### [PROBLEM]
Copy all records verbatim.

### [SOURCE RECORDS]
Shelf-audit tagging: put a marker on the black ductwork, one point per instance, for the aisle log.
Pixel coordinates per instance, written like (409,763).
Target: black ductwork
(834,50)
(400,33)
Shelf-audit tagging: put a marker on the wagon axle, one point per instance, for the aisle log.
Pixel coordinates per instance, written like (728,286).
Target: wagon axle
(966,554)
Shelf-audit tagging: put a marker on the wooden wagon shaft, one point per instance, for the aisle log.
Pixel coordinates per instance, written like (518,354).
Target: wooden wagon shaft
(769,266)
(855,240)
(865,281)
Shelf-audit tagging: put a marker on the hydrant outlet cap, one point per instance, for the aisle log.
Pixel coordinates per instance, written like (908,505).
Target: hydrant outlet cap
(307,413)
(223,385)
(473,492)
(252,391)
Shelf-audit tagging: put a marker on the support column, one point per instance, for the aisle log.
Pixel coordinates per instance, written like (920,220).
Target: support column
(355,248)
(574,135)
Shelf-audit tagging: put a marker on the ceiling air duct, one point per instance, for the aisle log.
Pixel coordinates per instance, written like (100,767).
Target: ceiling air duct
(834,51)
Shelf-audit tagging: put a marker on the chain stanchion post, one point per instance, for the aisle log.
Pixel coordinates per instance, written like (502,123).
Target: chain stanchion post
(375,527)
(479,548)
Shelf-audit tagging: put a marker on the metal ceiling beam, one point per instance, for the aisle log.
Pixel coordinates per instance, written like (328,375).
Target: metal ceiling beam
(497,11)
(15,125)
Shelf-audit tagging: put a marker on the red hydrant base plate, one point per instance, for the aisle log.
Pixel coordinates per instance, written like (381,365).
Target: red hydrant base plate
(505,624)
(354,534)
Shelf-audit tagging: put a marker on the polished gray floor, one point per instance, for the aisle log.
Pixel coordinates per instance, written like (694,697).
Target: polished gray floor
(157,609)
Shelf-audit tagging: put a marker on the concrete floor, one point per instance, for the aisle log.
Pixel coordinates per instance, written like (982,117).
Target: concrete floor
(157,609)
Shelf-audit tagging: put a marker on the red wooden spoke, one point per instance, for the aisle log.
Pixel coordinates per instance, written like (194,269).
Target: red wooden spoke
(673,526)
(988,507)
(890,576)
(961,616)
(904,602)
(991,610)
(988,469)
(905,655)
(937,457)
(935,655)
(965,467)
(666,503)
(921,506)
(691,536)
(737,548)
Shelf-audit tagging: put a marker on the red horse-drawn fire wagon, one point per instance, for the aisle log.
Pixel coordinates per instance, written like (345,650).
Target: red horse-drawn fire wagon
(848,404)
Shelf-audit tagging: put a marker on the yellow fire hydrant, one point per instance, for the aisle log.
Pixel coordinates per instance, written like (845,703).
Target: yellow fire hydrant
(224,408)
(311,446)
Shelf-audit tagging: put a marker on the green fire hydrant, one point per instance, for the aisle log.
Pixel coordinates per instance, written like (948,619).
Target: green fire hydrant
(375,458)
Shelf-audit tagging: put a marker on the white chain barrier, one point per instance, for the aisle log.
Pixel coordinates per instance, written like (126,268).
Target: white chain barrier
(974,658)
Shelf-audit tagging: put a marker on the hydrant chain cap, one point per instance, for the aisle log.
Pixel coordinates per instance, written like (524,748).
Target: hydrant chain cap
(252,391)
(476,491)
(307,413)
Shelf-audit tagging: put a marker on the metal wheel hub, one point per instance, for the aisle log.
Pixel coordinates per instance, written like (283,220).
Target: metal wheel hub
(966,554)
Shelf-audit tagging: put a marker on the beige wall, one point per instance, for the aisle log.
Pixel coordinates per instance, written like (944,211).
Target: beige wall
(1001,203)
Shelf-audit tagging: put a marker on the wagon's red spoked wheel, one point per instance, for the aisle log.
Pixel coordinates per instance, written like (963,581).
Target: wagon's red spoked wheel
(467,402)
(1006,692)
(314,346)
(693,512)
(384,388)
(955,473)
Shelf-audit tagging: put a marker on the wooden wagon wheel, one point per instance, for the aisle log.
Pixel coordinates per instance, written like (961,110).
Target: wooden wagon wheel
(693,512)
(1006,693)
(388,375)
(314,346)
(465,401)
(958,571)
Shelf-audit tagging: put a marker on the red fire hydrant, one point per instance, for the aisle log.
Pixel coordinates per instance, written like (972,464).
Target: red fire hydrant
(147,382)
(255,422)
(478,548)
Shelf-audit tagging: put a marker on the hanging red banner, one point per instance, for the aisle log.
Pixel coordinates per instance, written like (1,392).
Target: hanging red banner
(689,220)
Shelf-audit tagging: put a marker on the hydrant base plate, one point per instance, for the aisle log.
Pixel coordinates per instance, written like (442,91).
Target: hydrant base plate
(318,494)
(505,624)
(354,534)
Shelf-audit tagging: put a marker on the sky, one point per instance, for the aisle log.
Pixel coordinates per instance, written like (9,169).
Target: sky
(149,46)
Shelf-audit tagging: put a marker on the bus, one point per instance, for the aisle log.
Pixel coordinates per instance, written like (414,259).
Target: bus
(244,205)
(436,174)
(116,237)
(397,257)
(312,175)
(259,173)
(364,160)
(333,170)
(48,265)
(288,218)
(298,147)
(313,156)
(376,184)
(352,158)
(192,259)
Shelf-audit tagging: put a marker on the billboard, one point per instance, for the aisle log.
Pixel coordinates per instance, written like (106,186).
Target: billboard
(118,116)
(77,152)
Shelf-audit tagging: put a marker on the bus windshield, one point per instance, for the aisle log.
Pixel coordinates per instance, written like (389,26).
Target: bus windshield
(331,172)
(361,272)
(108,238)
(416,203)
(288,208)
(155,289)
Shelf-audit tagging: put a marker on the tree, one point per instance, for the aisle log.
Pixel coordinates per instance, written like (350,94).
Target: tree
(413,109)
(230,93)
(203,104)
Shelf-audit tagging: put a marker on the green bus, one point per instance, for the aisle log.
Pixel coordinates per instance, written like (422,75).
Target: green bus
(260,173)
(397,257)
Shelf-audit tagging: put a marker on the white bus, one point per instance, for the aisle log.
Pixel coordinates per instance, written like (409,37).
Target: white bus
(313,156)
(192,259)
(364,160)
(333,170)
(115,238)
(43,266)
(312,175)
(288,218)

### [EXERCISE SOLUTION]
Shelf-audit tagging: put a marker on the black ductwork, one point per instance, for the aisle log.
Pixel coordinates per instance, written like (409,763).
Target: black ductwork
(834,50)
(400,33)
Shelf-audit tagging: put a marker on the wagon axle, one point per instance, for the aisle log.
Pixel coordinates per instance, written like (728,286).
Target: wagon axle
(966,554)
Shelf-audit tagging: put a marker on the wooden wagon shaft, one point per instance, for the aisle log.
Pixel coordinates per instance, written like (518,354).
Target: wooden wagon shaft
(769,266)
(855,240)
(865,281)
Shelf-audit tagging: put a marker on the hydrant outlet cap, one point per instance, for the aisle log.
Pixel coordinates per instance, written like (908,505).
Target: hydrant outlet cap
(307,413)
(223,385)
(473,492)
(252,391)
Shelf-audit tagging: put a marker on the support column, one point per instance, for the aisle log.
Pixel coordinates per instance, written like (920,220).
Target: support column
(355,248)
(574,135)
Shelf-audit tagging: put a marker on the ceiling air duct, one point per instance, for the aisle log.
Pixel coordinates per instance, written like (100,767).
Target: ceiling air duct
(834,51)
Shelf-audit tagging: put a marker on the chain stanchion post, one point per instance, for the aisle log.
Pixel coordinates per instance, written like (502,123).
Target: chain stanchion post
(375,527)
(479,548)
Shelf-audit tagging: put a marker on the metal ceiling beam, one point per instance, for the aisle log.
Pixel coordinates per instance, written like (328,375).
Target: metal ceiling beam
(497,11)
(15,125)
Shelf-audit tagging: put a marker on the red hydrant base plate, one point per instance, for the aisle log.
Pixel coordinates per instance, written like (381,365).
Target: red hydrant base plate
(505,624)
(354,534)
Shelf-audit tagging: put a marker on the polished gray floor, one point per instance, for the aisle log.
Pixel coordinates per instance, written like (694,697).
Target: polished gray floor
(157,609)
Shelf-audit tagging: put a marker on the concrete floor, one point per instance, for the aisle log.
Pixel coordinates per instance, written like (982,117).
Target: concrete floor
(157,609)
Shelf-audit tagging: put a marker on the red wooden spoke, one point per instance, for the aisle log.
Pixel coordinates per instance, written like (194,269).
Target: red wooden spoke
(673,526)
(988,507)
(890,576)
(961,616)
(904,602)
(991,610)
(988,469)
(905,655)
(937,457)
(935,655)
(965,467)
(666,503)
(921,506)
(691,536)
(737,548)
Shelf-audit tagging: put a marker on the red horse-drawn fire wagon, one point per instance, for the aisle log.
Pixel coordinates per instance, written like (345,650).
Target: red horse-drawn fire wagon
(848,404)
Shelf-audit tagging: put a marker on the yellow fire hydrant, one point per instance, for the aisle log.
Pixel coordinates per instance, written like (845,703).
Target: yellow fire hydrant
(224,408)
(311,446)
Shelf-audit tagging: put a marker on the green fire hydrant, one point per instance, for the aisle log.
Pixel coordinates per instance, written like (948,619).
Target: green fire hydrant
(375,458)
Shelf-audit tagging: put a marker on the white chain barrier, one point per instance, for the aisle log.
Pixel coordinates per instance, written like (126,268).
Target: white chain barrier
(974,658)
Shelf-audit tagging: put a marker on the hydrant chain cap, one point per instance, for the aisle log.
Pixel coordinates per instance, written like (524,748).
Target: hydrant chain cap
(252,391)
(476,491)
(307,413)
Shelf-audit tagging: put a marker on the metal wheel hub, one point per instance, for the aisle log.
Pixel coordinates per instance, written like (283,220).
Target: metal wheel hub
(966,554)
Shelf-audit tagging: put a marker on the beige wall, one point per instance, for the aisle log.
Pixel coordinates per instance, written like (944,211).
Target: beige wall
(1001,203)
Shelf-audit tagging: put a marker on the wagon's red spoked wheel, one point per instance, for the aisle log.
Pixel coordinates per instance, written like (963,581).
Target: wagon's red spoked wheel
(467,402)
(1006,692)
(314,346)
(693,512)
(384,388)
(955,473)
Shelf-audit tagging: put a marker on the wooden wagon wheel, one point per instance, for the aisle log.
Pixel coordinates per instance, written like (961,110).
Target: wooden wagon wheel
(693,512)
(1006,693)
(388,375)
(314,346)
(465,401)
(958,571)
Shelf-audit tagging: put a marker on the red fire hydrant, one point per instance, for the aisle log.
Pixel coordinates per instance, written like (972,464).
Target: red fire hydrant
(147,382)
(255,422)
(478,548)
Shelf-audit tagging: put a marker on the hanging red banner, one point per instance, for the aisle log.
Pixel coordinates per instance, written like (1,392).
Target: hanging red banner
(689,220)
Shelf-audit tagging: put a marker on the hydrant base plate, one point per instance, for the aisle log.
Pixel coordinates per instance, written like (442,91).
Target: hydrant base plate
(318,494)
(505,624)
(354,534)
Shelf-audit tagging: put a marker on the sky, one point per instance, for the aisle log.
Pixel coordinates per instance, written like (9,169).
Target: sky
(149,46)
Shelf-audit tagging: put a marker on the bus, one point per instance, for the aisle log.
Pixel coordinates per instance, written like (414,259).
Target: bus
(244,205)
(436,174)
(116,237)
(397,257)
(312,175)
(259,173)
(364,160)
(333,170)
(48,265)
(288,218)
(298,147)
(313,156)
(376,184)
(352,158)
(192,259)
Shelf-audit tagging: put a marker on the billboard, one point per instance, for the aisle log.
Pixel coordinates per instance, written like (106,186).
Target: billboard
(118,116)
(77,152)
Shelf-audit tagging: put a marker on the bus windshield, one point per instance, for the aisle log.
Pixel coordinates per instance, written like (389,26).
Target: bus windshield
(331,172)
(361,272)
(108,238)
(416,203)
(288,208)
(155,289)
Shelf-audit tagging: put a marker on the tree, one point per instance, for the aisle log.
Pixel coordinates per instance, written like (350,94).
Target: tree
(413,109)
(230,93)
(203,104)
Shelf-audit tagging: put a marker on the green bus, one point per instance, for the aisle log.
Pixel coordinates per instance, written like (422,75).
Target: green bus
(260,173)
(397,257)
Shelf-audit tagging: put a marker on the white bus, one point per instance, for the aisle log.
Pixel coordinates per instance, written like (409,37).
Target: white bus
(313,156)
(192,259)
(364,160)
(333,170)
(115,238)
(43,266)
(312,175)
(288,218)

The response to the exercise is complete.